**Problem:**
Scan the entries below and return each line that contains "storefront".

********

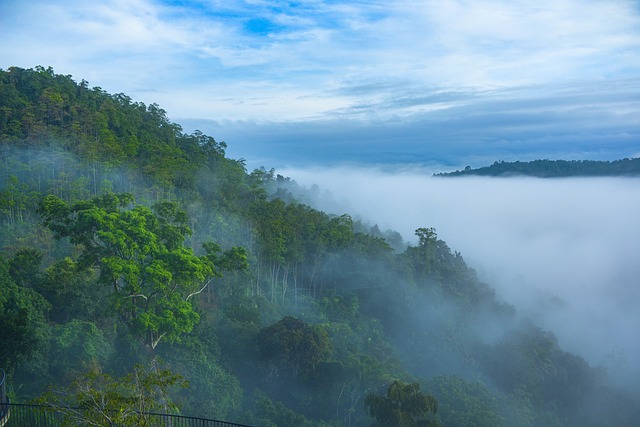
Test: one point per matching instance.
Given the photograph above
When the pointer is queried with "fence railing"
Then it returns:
(45, 416)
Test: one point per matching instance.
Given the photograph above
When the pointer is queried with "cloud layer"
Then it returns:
(459, 79)
(563, 251)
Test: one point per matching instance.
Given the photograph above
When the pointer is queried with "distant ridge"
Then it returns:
(554, 168)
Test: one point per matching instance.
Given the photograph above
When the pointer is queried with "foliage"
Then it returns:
(98, 399)
(22, 316)
(315, 309)
(142, 256)
(555, 168)
(404, 405)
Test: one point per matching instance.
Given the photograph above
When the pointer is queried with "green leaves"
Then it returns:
(403, 406)
(98, 399)
(141, 255)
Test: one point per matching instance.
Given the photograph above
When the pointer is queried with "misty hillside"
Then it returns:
(127, 243)
(554, 168)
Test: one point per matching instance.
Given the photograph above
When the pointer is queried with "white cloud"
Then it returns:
(562, 250)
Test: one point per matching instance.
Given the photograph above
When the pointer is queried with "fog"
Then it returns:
(564, 252)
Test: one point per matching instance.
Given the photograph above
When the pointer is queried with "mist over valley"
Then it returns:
(563, 251)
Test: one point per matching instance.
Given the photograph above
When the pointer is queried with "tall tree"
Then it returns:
(141, 255)
(403, 406)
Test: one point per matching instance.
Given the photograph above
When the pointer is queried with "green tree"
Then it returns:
(403, 406)
(22, 316)
(141, 255)
(97, 399)
(294, 347)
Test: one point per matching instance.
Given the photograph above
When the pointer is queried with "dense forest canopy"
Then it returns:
(129, 249)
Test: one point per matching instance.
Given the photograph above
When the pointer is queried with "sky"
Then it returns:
(442, 83)
(564, 252)
(367, 98)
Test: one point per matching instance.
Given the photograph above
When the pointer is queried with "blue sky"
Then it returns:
(446, 82)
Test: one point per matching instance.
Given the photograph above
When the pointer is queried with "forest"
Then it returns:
(132, 250)
(554, 168)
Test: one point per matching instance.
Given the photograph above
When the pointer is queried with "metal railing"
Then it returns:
(46, 416)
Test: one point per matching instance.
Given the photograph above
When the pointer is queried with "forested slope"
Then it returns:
(128, 246)
(554, 168)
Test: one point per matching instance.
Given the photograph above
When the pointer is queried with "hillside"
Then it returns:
(554, 169)
(126, 243)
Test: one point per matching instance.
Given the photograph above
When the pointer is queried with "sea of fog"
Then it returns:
(565, 252)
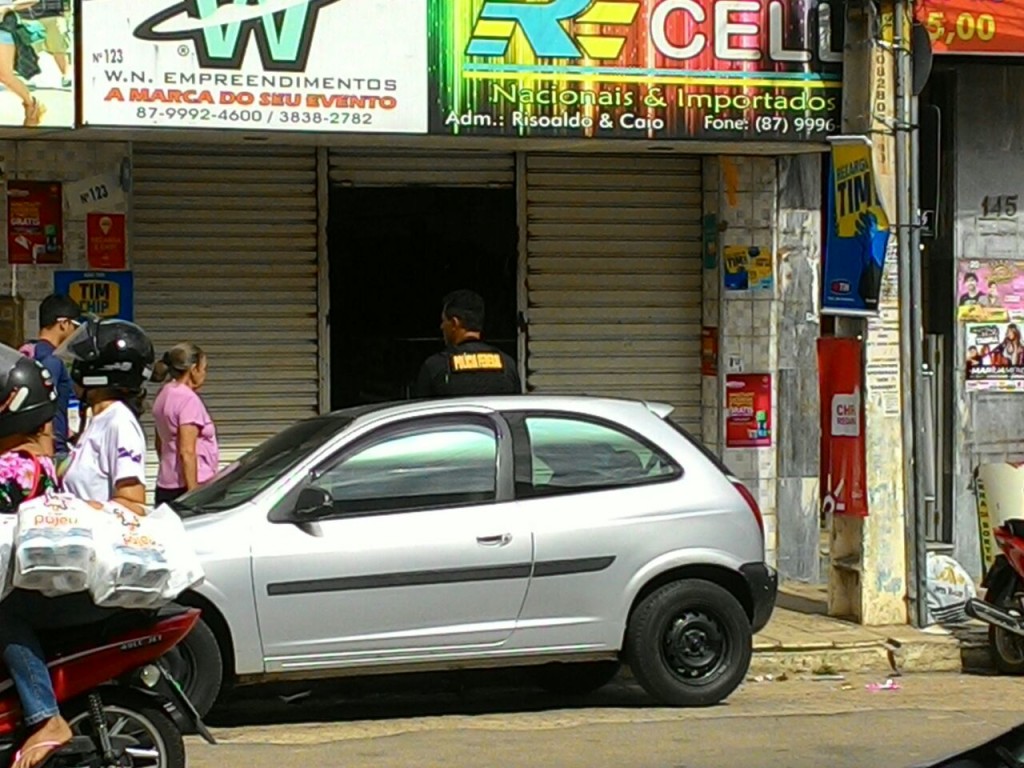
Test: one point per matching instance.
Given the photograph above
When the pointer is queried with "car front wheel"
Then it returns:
(689, 643)
(197, 666)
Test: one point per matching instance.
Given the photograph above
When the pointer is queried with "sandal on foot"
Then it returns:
(52, 745)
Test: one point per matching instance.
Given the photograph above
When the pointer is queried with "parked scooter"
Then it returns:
(121, 702)
(1003, 608)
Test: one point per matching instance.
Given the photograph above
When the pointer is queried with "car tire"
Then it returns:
(1007, 650)
(689, 643)
(576, 679)
(196, 664)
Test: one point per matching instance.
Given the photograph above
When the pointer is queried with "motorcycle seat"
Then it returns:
(120, 622)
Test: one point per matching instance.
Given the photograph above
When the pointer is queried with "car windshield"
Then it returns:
(244, 479)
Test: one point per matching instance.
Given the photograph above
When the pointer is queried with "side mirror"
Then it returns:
(312, 503)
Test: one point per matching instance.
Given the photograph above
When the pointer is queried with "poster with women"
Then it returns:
(994, 356)
(989, 291)
(37, 73)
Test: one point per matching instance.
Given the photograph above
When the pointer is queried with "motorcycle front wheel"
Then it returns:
(1007, 649)
(141, 734)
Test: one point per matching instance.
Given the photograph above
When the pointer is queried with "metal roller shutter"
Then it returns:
(395, 168)
(224, 245)
(613, 278)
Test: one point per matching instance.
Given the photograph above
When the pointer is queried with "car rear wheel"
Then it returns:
(689, 643)
(576, 679)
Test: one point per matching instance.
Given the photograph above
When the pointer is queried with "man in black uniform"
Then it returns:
(468, 366)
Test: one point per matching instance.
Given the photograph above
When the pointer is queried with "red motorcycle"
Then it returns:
(125, 709)
(1003, 608)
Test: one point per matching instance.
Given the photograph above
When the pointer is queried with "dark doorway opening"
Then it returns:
(394, 253)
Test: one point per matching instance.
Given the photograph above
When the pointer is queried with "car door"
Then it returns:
(592, 492)
(419, 555)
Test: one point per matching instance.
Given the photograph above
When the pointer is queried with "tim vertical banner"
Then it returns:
(640, 69)
(858, 231)
(843, 472)
(326, 66)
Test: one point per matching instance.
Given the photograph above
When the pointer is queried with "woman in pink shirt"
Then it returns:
(186, 440)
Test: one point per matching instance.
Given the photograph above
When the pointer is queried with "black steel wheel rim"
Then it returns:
(181, 664)
(694, 646)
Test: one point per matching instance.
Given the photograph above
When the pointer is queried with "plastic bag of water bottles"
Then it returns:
(142, 561)
(54, 544)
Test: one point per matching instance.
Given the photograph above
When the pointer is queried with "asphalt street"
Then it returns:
(794, 723)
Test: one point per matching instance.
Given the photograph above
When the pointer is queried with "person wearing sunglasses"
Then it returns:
(59, 315)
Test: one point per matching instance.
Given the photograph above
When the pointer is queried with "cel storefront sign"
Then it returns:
(325, 66)
(651, 69)
(625, 69)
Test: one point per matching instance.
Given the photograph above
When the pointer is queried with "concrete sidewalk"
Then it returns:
(804, 641)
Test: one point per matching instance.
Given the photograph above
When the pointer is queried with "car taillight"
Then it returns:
(751, 502)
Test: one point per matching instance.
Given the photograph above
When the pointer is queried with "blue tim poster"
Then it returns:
(102, 294)
(857, 235)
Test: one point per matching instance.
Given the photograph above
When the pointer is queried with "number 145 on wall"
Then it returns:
(998, 206)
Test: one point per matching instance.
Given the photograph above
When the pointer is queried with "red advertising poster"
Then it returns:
(748, 403)
(989, 28)
(709, 351)
(104, 241)
(35, 222)
(843, 478)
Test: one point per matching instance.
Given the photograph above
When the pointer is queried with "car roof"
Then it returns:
(614, 409)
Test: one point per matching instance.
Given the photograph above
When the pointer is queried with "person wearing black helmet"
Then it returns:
(111, 359)
(28, 404)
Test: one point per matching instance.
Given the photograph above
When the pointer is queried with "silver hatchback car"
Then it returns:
(564, 534)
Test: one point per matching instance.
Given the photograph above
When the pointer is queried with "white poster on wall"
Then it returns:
(323, 66)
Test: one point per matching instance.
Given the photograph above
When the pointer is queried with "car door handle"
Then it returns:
(494, 541)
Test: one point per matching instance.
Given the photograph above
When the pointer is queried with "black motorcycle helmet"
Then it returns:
(109, 353)
(28, 399)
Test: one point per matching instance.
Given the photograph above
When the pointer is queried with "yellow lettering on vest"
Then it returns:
(476, 361)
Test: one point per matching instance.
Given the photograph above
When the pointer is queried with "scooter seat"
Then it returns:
(120, 622)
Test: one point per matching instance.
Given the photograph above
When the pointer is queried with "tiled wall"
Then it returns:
(773, 204)
(747, 321)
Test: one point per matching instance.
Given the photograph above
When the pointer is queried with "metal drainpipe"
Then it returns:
(907, 325)
(922, 482)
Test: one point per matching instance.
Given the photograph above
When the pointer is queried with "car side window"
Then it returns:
(430, 466)
(572, 455)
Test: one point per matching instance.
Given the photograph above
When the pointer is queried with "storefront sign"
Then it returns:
(843, 472)
(635, 69)
(709, 351)
(105, 241)
(43, 31)
(748, 268)
(35, 222)
(325, 66)
(978, 27)
(103, 294)
(858, 231)
(99, 193)
(989, 291)
(748, 403)
(994, 356)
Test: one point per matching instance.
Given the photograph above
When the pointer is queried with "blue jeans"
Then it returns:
(22, 613)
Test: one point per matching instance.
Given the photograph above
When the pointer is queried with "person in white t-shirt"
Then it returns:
(111, 360)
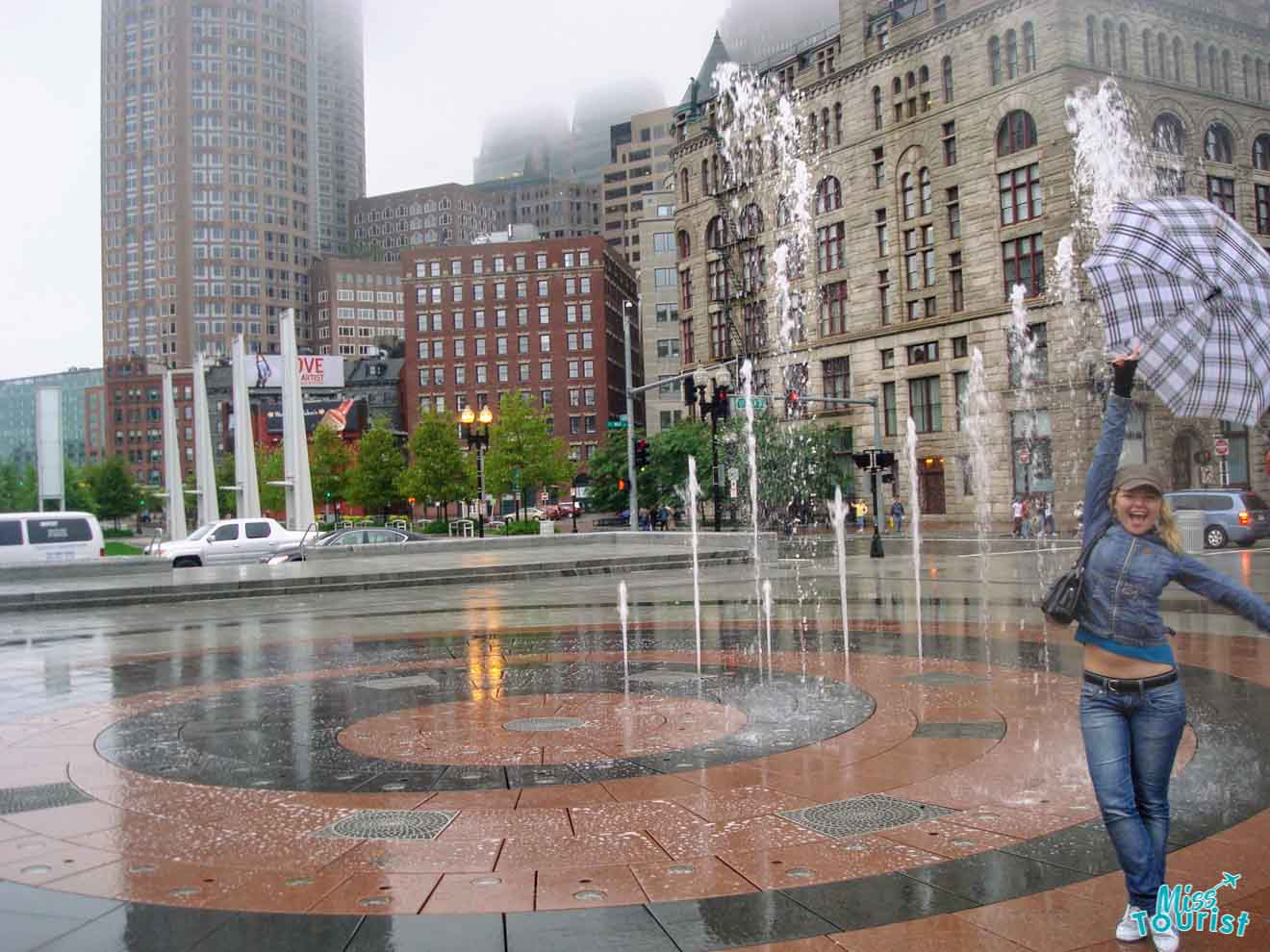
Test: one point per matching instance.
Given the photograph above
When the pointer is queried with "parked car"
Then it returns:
(1230, 514)
(360, 536)
(227, 542)
(50, 538)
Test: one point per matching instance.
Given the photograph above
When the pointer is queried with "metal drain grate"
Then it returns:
(544, 724)
(392, 824)
(951, 678)
(414, 681)
(858, 815)
(16, 800)
(960, 730)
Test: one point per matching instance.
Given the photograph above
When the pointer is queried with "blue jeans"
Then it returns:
(1130, 741)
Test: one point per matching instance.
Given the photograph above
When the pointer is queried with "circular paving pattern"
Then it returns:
(445, 729)
(935, 785)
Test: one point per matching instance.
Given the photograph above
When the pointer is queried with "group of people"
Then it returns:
(1034, 515)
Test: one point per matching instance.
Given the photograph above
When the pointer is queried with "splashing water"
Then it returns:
(747, 385)
(977, 417)
(916, 511)
(1111, 163)
(693, 492)
(838, 516)
(767, 612)
(622, 615)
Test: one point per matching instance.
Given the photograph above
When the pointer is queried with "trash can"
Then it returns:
(1190, 524)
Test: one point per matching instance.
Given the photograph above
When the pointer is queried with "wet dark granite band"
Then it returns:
(1229, 714)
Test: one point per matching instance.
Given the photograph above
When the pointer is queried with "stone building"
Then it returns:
(941, 174)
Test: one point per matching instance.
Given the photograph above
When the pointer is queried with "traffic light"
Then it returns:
(723, 405)
(793, 404)
(690, 391)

********

**Exercise response:**
When the pointer is queried with "cel storefront sign"
When the pointer is queried with "storefront sign"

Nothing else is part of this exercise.